> **本文抜粋**:
◇ ◇ ◇ ◇ ◇ ◇ ◇

6.2 「国の答弁書NO.1」 国の答弁「1」

「テーマAは与党マニフェストを支持し、テーマBは野党を支持したかったが、一票に絞れ
なかったので白紙投票をするほかなかった、その苦しみを償え、またそうした不条理を補完す
るための国民投票や参政員制度制定は国民の権利である」と、国に対して27/4/22に求償訴訟
をしました。それに対して5月31日に国の指定代理人からの答弁書が裁判所に提出されました


訴状

以下は裁判所に出された国の「答弁書」の内容です


答弁書

大阪地方裁判所弟23民事部C1係ーーー  御中



国指定代理人 
上席訟務官ーーーーーーー秋里光人 
訟務官ーーーー千手茂美
第1 ..... 請求の趣旨に対する答弁

1 .. 本案前の答弁

  (1) 請求の趣旨第2項に係る訴えを却下する
  (2) 訴訟費用は原告の負担とする
      との判決を求める

2 .. 本案の答弁

   (1)請求の趣旨第1項に係る請求を棄却する
(2)訴訟費用は原告の負担とする
       との判決を求める

第2 ..... 本案前の答弁の理由

  1.. 本件で、原告は、「国民全員の利害に関わる重要な政策案件」に関する
    国民意思を直接問うための「国民投票制度もしくは参政員制度」(以下「本件
各制度」という)が、憲法で保証された「選挙権」の行使の機会を確保するため
    に必要不可欠であるにも関わらず、これを制定するための立法措置を執らなか
    ったこと(以下「本件立法不作為」という)が違憲であるとし、被告に対し、1、
    慰謝料1万円の支払いを求める(請求の趣旨第1項)とともに、2、本件立法不作
    為を認めた上、本件各制度のような方法により「有権者の意思を反映させる方
    法」を実施すべき「制度改正」を行うことを求める。(請求の趣旨第2項。)

   2 ..憲法は、三権分立主義を採用し、司法権は裁判所に属するものとし(76条1項)

◇ ◇ ◇ ◇ ◇ ◇ ◇

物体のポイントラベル
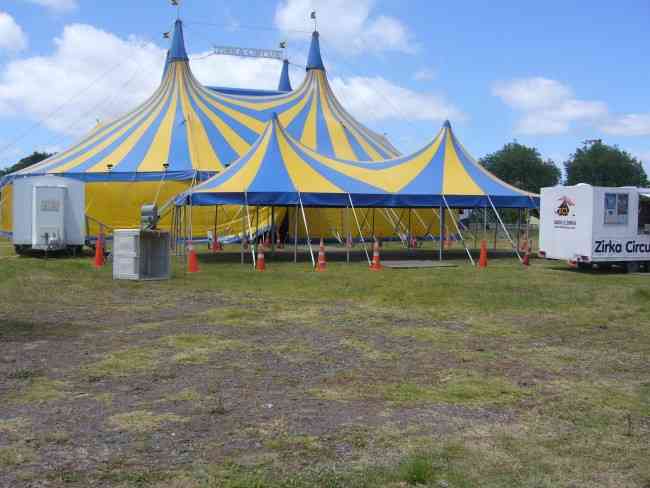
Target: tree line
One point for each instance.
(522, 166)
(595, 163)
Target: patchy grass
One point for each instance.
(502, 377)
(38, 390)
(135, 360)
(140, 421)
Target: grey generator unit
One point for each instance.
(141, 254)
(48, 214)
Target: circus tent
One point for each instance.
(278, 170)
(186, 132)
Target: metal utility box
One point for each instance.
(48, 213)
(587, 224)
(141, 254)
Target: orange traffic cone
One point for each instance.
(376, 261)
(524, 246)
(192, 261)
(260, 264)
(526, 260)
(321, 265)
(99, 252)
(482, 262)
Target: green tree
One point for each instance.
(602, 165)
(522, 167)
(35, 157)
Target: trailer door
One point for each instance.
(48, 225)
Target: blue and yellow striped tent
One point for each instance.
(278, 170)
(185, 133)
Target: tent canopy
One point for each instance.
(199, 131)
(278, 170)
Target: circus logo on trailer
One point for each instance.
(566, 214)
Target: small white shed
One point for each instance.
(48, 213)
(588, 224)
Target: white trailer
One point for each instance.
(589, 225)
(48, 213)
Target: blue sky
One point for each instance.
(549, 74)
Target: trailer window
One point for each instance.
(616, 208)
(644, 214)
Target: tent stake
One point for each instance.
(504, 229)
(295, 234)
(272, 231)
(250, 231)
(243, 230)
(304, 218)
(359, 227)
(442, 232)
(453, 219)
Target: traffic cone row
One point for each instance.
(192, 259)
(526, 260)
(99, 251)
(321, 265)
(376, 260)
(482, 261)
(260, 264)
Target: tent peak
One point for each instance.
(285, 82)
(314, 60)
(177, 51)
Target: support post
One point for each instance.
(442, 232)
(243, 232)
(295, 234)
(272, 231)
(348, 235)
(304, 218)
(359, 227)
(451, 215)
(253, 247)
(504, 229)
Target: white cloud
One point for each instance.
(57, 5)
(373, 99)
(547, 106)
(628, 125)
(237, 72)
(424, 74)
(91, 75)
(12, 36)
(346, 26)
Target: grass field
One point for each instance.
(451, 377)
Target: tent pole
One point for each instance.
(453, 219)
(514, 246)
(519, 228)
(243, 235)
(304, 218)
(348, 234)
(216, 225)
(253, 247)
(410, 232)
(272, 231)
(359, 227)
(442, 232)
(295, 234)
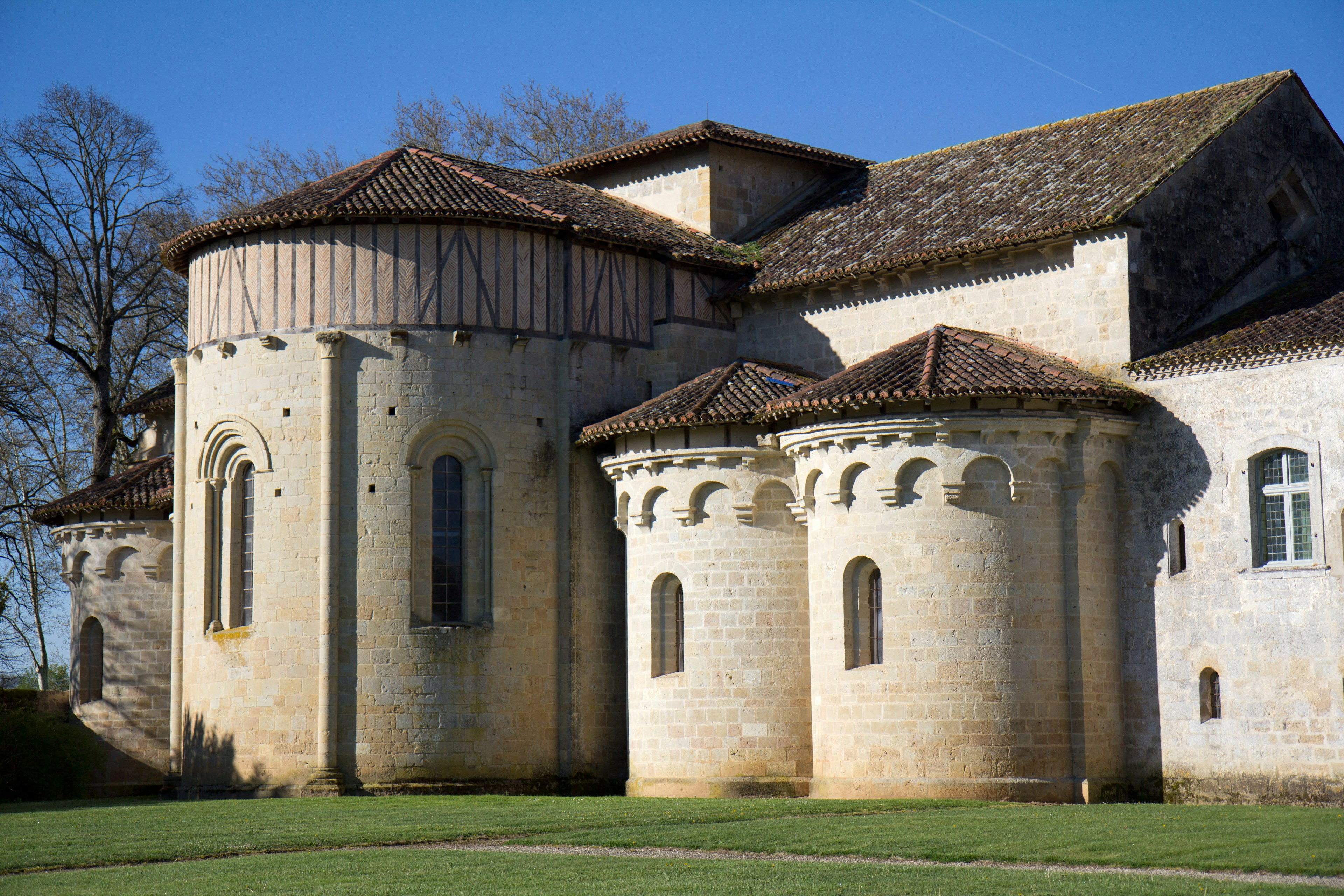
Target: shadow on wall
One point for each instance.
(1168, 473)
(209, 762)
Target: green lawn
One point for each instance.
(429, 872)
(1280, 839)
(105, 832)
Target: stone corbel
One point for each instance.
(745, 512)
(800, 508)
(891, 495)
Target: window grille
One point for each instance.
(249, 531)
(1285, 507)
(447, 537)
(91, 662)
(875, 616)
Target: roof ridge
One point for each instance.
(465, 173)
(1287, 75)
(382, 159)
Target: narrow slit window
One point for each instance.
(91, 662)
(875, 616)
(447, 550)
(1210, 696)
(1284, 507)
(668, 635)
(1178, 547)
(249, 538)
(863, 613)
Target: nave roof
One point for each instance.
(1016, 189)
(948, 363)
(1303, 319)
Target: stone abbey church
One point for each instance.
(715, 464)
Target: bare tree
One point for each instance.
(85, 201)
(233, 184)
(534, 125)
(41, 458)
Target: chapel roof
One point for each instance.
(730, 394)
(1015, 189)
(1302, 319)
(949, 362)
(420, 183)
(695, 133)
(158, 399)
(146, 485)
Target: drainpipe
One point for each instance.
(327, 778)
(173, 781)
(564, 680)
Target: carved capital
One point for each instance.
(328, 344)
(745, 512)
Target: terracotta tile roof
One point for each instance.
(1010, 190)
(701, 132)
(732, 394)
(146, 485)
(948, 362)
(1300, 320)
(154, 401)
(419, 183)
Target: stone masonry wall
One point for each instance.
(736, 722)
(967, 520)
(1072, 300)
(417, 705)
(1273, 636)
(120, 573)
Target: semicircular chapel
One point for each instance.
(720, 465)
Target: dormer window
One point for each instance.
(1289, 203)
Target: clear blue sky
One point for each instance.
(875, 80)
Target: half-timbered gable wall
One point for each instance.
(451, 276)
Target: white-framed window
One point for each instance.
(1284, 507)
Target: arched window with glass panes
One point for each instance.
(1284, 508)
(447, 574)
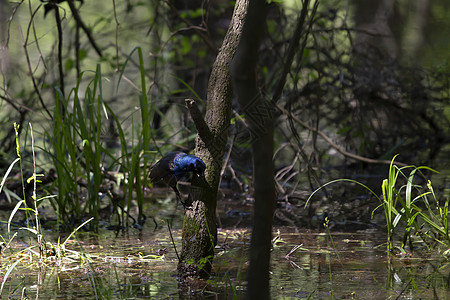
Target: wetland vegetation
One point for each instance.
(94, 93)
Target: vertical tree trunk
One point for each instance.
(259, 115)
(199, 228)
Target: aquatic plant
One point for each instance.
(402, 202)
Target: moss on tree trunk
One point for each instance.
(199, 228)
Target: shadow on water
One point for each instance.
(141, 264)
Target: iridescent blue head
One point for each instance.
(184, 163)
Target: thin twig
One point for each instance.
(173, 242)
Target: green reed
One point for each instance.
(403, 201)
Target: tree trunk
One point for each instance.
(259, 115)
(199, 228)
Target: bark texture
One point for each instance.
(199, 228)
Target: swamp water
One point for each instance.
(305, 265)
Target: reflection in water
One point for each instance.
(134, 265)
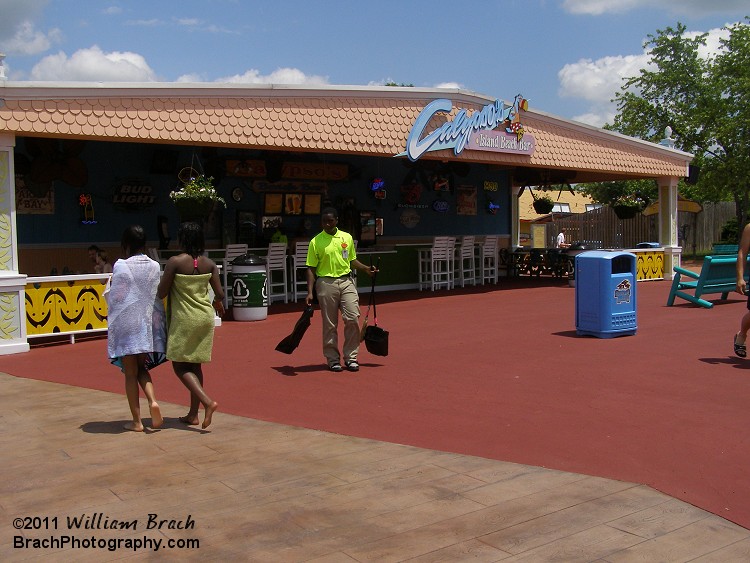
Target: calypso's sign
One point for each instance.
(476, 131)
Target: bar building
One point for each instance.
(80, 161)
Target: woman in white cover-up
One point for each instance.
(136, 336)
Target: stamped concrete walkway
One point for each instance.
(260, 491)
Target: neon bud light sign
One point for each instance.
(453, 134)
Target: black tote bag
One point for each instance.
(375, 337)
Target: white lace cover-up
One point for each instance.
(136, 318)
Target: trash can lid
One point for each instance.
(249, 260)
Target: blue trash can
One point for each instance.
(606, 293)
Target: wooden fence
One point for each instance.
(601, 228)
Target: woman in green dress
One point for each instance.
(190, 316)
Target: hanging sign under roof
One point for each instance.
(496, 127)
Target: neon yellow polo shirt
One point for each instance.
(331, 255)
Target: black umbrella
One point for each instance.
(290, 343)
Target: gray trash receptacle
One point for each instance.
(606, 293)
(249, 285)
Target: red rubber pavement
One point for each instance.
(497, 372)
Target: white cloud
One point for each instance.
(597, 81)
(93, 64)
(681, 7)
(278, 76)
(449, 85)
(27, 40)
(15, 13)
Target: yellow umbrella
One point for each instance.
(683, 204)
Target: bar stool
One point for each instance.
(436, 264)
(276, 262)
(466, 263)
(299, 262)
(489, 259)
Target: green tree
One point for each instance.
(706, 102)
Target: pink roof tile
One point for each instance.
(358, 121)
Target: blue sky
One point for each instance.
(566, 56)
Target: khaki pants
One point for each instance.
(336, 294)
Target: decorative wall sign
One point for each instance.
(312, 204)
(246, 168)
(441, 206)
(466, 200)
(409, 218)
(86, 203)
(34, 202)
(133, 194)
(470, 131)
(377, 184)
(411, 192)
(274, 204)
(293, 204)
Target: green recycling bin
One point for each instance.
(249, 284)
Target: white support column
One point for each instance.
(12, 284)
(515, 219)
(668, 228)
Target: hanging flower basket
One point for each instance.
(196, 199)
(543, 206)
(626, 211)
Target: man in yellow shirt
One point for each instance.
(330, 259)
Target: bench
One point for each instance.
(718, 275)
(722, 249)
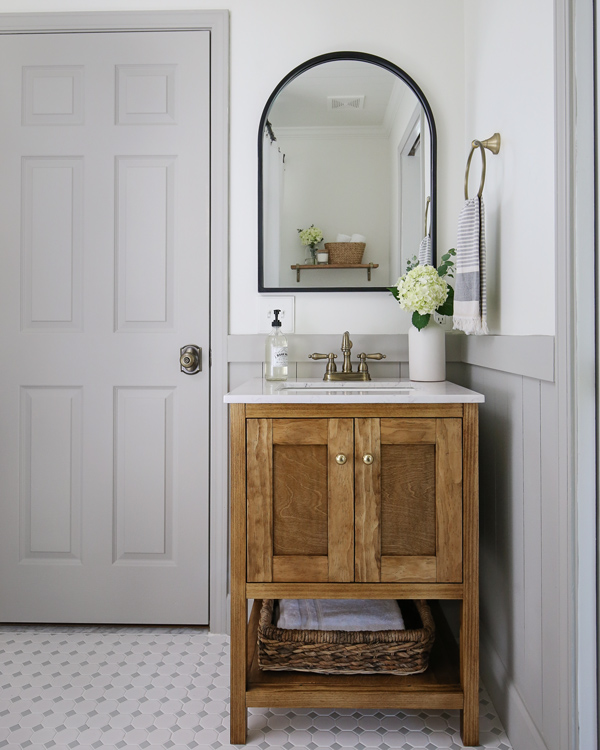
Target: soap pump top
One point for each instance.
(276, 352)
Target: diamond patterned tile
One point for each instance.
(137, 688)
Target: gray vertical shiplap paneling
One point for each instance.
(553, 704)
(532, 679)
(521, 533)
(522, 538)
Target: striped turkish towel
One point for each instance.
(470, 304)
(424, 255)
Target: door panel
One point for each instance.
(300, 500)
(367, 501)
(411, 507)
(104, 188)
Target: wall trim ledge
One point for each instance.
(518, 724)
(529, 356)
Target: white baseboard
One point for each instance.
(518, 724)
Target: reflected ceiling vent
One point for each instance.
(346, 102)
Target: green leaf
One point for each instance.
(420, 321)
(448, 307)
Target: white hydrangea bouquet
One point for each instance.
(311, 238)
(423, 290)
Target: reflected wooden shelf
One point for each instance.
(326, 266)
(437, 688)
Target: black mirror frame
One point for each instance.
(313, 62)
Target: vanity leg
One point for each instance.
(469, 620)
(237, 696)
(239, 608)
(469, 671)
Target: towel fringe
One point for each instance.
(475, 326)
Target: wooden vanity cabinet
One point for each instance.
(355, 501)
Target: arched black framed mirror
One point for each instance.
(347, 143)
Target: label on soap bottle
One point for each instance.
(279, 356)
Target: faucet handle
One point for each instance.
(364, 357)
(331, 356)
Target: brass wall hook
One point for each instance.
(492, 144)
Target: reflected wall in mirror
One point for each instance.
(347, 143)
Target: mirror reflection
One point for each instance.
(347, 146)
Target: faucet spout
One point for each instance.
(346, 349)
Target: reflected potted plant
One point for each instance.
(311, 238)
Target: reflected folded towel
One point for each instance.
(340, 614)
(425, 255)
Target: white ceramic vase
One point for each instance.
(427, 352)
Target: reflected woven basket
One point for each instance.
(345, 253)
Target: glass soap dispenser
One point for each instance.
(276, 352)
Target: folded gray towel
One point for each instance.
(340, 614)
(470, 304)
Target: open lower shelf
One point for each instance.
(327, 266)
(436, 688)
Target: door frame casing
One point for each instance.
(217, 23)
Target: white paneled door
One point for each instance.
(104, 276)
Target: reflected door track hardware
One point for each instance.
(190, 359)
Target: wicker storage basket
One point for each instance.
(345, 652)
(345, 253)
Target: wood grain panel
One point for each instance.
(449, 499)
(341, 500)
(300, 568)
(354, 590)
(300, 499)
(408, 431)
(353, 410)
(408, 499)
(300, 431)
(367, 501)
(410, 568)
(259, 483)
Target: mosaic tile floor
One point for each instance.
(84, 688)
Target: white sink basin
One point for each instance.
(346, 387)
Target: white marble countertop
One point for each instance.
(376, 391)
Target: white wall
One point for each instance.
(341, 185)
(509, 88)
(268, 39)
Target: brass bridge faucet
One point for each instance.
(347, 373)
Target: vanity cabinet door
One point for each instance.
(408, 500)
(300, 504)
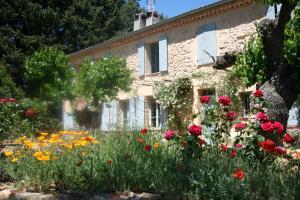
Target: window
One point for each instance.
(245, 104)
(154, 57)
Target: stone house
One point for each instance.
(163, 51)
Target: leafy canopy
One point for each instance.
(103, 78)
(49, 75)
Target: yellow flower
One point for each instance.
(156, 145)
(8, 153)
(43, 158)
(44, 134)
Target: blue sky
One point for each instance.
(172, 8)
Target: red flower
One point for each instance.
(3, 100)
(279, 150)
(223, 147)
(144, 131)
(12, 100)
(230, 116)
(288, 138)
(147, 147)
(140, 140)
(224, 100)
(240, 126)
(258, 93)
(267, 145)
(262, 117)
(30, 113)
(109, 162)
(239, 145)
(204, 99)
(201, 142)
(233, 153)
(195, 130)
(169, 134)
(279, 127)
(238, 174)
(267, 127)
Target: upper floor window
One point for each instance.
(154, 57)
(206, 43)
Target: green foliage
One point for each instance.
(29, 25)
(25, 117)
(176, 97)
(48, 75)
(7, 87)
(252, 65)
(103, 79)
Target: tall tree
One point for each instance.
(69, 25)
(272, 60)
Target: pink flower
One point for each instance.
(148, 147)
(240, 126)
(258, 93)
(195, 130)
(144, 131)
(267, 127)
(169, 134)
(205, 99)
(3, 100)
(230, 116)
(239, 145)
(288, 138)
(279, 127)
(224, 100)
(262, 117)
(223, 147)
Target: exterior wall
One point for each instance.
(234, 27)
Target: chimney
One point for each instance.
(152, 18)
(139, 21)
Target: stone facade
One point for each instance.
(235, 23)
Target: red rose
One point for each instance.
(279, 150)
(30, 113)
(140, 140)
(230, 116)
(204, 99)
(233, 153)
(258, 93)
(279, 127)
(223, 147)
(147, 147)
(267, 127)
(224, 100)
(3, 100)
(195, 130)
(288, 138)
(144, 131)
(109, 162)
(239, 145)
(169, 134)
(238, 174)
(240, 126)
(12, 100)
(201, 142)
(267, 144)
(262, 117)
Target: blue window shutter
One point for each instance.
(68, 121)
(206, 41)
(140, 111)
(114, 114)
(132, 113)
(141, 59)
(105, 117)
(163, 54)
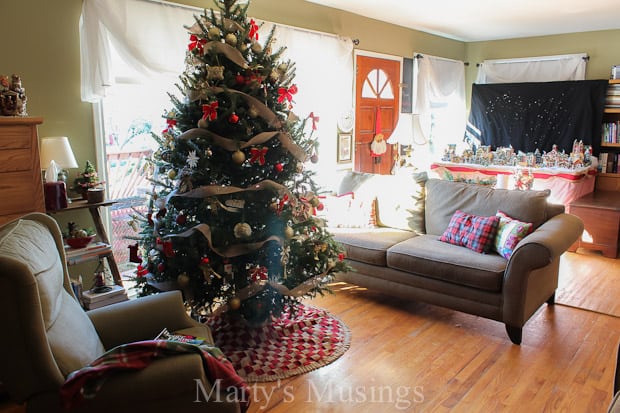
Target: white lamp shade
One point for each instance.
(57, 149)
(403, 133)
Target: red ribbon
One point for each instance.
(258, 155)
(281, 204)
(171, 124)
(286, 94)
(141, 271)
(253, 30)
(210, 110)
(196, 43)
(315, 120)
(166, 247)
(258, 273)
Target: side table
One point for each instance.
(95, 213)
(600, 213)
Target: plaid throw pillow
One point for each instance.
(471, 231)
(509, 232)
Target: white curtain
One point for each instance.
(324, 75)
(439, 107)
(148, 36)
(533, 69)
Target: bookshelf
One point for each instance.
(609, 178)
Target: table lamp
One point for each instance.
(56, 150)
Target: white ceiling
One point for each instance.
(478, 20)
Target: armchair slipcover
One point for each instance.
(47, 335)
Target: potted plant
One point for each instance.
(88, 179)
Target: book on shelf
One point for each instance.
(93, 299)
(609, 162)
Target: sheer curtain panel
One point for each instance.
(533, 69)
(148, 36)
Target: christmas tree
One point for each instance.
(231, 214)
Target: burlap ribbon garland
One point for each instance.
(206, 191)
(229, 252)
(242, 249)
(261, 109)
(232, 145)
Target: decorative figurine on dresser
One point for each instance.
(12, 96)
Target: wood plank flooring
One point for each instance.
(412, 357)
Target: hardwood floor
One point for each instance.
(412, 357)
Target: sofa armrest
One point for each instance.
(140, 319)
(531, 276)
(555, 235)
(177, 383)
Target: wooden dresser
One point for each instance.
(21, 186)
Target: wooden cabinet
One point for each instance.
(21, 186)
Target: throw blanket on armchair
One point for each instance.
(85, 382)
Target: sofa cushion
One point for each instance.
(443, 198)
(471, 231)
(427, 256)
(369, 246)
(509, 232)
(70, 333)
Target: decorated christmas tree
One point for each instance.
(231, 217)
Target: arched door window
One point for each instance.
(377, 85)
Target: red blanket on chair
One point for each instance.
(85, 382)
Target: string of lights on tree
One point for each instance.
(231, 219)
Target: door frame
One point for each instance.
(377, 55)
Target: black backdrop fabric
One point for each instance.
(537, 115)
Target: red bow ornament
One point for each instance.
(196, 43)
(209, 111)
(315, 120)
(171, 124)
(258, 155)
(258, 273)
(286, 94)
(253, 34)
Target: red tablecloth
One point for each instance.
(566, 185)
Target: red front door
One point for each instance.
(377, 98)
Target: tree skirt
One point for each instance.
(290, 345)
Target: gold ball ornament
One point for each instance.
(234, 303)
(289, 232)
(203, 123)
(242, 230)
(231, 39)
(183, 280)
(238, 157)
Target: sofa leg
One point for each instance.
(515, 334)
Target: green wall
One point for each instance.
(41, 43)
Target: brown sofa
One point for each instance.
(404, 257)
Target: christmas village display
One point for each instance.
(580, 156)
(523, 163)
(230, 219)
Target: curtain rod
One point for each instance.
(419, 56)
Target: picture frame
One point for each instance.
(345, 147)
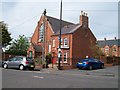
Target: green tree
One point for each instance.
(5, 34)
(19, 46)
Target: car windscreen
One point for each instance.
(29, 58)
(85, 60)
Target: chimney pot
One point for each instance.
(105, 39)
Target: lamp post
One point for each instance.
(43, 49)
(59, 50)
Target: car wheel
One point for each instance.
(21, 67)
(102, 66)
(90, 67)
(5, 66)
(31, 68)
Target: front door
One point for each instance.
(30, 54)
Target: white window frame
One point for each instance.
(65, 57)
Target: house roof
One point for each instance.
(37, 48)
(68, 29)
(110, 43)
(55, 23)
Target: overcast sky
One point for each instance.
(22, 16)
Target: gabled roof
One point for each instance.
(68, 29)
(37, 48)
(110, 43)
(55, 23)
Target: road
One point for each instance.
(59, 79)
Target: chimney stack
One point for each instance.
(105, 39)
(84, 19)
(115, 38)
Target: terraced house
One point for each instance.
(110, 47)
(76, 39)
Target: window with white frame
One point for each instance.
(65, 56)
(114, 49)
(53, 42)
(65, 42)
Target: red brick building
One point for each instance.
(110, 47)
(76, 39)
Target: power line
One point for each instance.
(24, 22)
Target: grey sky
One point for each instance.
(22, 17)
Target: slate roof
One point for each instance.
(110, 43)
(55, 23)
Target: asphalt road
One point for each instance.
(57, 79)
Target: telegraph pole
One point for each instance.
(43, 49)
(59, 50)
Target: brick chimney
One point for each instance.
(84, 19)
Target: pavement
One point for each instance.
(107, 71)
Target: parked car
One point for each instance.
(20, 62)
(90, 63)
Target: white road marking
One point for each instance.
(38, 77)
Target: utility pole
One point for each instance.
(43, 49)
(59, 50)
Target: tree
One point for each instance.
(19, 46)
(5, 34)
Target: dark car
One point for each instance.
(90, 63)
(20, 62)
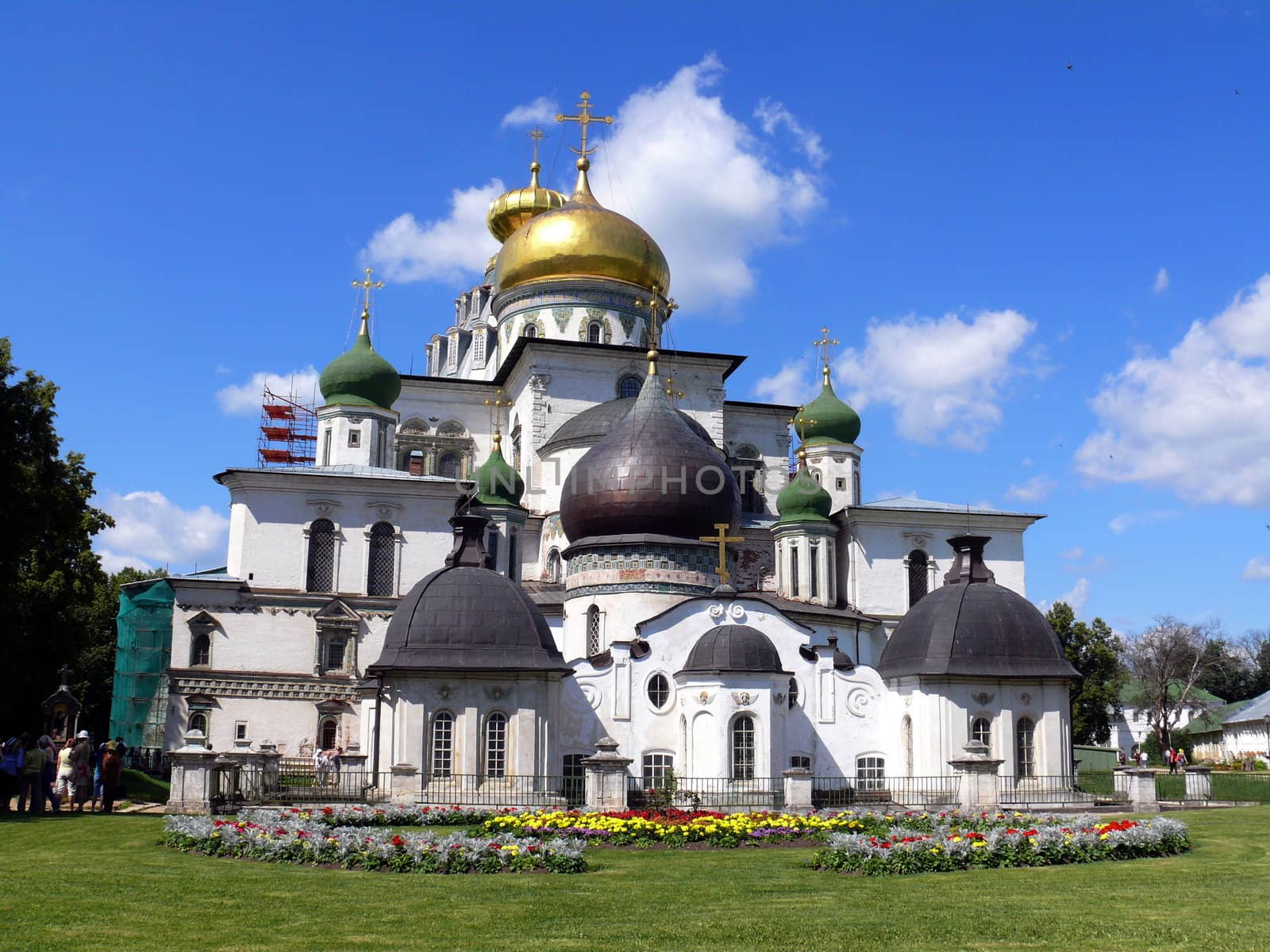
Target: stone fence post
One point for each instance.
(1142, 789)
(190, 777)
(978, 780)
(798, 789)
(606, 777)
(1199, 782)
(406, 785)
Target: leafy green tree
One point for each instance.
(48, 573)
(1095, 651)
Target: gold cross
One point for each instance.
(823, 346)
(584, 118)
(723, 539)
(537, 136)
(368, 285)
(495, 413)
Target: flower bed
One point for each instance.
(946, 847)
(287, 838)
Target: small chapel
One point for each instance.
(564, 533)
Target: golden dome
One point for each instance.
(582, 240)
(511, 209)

◇ ◇ ◇ ◇ ◇ ◇ ◇

> **目標**: 本文抜粋で、原告が被告に支払いを求めた慰謝料の額を答えてください。

> **解答**: 1万円